■ **Explore the material**
[1] In the passage about Christo and Jeanne-Claude, how many orange "gates" did they place in New York's Central Park?
[2] List every public art project by Christo and Jeanne-Claude that the passage about their work describes.
[3] Repeat word for word everything in the passage about Christo and Jeanne-Claude from "Christo and his" down to "about these spaces.".

■ **Text**
[Start of section]
"When you go out on the street and walk on the sidewalk, someone has decided where the sidewalk is. You take your car and drive the car; someone decided the roadway — you have a red light and a green light. Actually, we are funneled 24-hours around the clock through highly regulated spaces designed by urban planners. We don't even think about how we are controlled by these spaces," muses the artist Christo at a recent interview at 21_21 Design Sight in Tokyo's Midtown. "What we do, Jeanne-Claude and myself, we borrow that space and create gentle disturbances for a few days."
Christo and his wife Jeanne-Claude have worked together on some of the world's most high-profile and unusual public art works since the 1970s. In 1983, the two surrounded the shores of 11 islands in Biscayne Bay, Florida, with bright pink polypropylene. In Berlin in 1995, they wrapped the Reichstag, the home of the German parliament, in billowing white fabric. Most recently, they placed 7,503 orange "gates" in New York's Central Park for 16 days. Such projects are designed to refresh people's assumptions about these spaces.
"If you are familiar with the Reichstag, it is a typical Victorian building. It has ornaments, decoration, all kinds of decorative parts of the structure," says Christo. "All that was hidden by 100,000 sq.-meters of fabric, so when you see the 'Wrapped Reichstag,' you only see the principle elements of the building: its towers, its proportions. . . . All our projects are like this — living objects, moving with the wind."
[End of section]
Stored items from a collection
[Start of section]
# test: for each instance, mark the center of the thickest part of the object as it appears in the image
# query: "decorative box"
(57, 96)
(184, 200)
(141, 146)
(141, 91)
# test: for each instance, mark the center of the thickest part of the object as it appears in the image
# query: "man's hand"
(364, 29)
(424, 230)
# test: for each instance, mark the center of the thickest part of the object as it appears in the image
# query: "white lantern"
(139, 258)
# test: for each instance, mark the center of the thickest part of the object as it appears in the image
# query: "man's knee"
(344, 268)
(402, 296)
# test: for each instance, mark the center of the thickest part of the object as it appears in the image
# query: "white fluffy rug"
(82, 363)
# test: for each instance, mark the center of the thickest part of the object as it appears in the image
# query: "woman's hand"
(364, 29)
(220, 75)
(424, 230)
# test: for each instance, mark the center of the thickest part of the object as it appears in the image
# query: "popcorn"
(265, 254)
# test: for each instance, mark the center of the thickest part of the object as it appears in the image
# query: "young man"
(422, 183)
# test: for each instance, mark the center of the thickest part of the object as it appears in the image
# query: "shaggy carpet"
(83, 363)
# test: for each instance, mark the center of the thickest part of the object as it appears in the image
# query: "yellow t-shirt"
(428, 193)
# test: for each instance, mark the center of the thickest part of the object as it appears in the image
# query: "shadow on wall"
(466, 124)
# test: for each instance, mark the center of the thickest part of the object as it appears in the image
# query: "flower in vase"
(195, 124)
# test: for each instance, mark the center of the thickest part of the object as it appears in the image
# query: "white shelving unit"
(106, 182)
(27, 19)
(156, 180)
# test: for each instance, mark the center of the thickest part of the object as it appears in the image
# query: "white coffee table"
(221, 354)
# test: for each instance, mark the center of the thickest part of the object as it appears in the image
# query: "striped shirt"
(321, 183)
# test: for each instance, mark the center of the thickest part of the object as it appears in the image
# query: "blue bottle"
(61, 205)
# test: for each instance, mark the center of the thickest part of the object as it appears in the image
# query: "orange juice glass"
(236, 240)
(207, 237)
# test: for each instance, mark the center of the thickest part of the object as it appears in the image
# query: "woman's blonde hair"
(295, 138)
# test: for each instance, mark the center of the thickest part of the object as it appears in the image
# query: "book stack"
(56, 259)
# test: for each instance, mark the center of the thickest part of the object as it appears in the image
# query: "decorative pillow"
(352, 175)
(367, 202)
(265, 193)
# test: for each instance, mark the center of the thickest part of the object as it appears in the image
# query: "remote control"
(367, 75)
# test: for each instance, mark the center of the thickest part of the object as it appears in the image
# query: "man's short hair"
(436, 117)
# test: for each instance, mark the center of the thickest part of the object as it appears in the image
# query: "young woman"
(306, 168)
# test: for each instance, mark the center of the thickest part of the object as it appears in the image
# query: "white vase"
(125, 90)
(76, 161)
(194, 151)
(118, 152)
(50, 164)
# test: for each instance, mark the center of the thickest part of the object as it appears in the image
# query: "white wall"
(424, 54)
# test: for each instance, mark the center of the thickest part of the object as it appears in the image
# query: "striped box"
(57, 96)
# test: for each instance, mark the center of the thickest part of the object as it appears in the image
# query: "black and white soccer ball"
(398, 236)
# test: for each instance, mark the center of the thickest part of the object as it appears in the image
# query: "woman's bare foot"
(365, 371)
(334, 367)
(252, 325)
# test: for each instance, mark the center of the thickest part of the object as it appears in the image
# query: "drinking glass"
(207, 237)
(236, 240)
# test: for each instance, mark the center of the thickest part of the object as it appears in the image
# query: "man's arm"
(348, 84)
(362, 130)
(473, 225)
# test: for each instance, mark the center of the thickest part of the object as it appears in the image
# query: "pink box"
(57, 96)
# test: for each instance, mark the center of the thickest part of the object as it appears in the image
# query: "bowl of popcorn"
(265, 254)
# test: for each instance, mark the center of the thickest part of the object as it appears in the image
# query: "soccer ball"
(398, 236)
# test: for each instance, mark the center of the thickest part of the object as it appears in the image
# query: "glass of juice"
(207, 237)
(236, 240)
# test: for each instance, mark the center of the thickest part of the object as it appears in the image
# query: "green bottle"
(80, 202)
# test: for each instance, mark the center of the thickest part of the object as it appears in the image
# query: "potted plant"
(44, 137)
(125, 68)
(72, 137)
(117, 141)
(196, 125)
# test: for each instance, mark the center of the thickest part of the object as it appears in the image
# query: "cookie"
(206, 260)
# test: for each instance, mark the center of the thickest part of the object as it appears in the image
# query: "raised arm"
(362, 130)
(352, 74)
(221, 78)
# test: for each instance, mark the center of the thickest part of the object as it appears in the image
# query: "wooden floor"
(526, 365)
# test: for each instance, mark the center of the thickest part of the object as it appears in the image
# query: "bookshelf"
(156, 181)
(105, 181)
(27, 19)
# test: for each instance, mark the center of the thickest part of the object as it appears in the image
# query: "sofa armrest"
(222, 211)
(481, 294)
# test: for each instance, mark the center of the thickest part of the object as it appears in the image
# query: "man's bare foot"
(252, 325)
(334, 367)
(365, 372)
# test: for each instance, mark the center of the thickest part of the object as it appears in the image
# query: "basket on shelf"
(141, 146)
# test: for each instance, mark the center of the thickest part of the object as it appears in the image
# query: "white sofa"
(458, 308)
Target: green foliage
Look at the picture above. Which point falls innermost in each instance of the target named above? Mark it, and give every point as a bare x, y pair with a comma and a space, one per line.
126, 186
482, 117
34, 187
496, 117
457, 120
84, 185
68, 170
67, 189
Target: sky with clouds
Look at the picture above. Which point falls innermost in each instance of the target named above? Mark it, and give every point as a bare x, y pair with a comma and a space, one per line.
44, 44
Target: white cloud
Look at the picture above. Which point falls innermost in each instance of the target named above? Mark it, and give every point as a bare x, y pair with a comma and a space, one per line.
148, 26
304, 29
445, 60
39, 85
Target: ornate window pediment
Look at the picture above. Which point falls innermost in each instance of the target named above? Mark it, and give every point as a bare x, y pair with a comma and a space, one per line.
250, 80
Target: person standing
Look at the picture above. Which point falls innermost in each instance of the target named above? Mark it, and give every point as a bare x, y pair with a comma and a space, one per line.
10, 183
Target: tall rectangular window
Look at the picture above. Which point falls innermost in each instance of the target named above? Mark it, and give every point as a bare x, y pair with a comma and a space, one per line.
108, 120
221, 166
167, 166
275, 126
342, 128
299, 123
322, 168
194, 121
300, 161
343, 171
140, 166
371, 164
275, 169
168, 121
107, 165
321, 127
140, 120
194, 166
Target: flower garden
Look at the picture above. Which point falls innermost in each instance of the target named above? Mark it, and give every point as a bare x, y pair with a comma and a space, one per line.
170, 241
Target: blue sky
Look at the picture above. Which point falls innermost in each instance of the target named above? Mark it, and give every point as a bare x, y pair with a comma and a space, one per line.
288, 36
[End of section]
■ **Expected results**
[1] 7,503

[2]
- The shores of 11 islands in Biscayne Bay, Florida, surrounded with bright pink polypropylene (1983)
- The Reichstag in Berlin wrapped in billowing white fabric (1995)
- 7,503 orange "gates" placed in New York's Central Park for 16 days

[3]
Christo and his wife Jeanne-Claude have worked together on some of the world's most high-profile and unusual public art works since the 1970s. In 1983, the two surrounded the shores of 11 islands in Biscayne Bay, Florida, with bright pink polypropylene. In Berlin in 1995, they wrapped the Reichstag, the home of the German parliament, in billowing white fabric. Most recently, they placed 7,503 orange "gates" in New York's Central Park for 16 days. Such projects are designed to refresh people's assumptions about these spaces.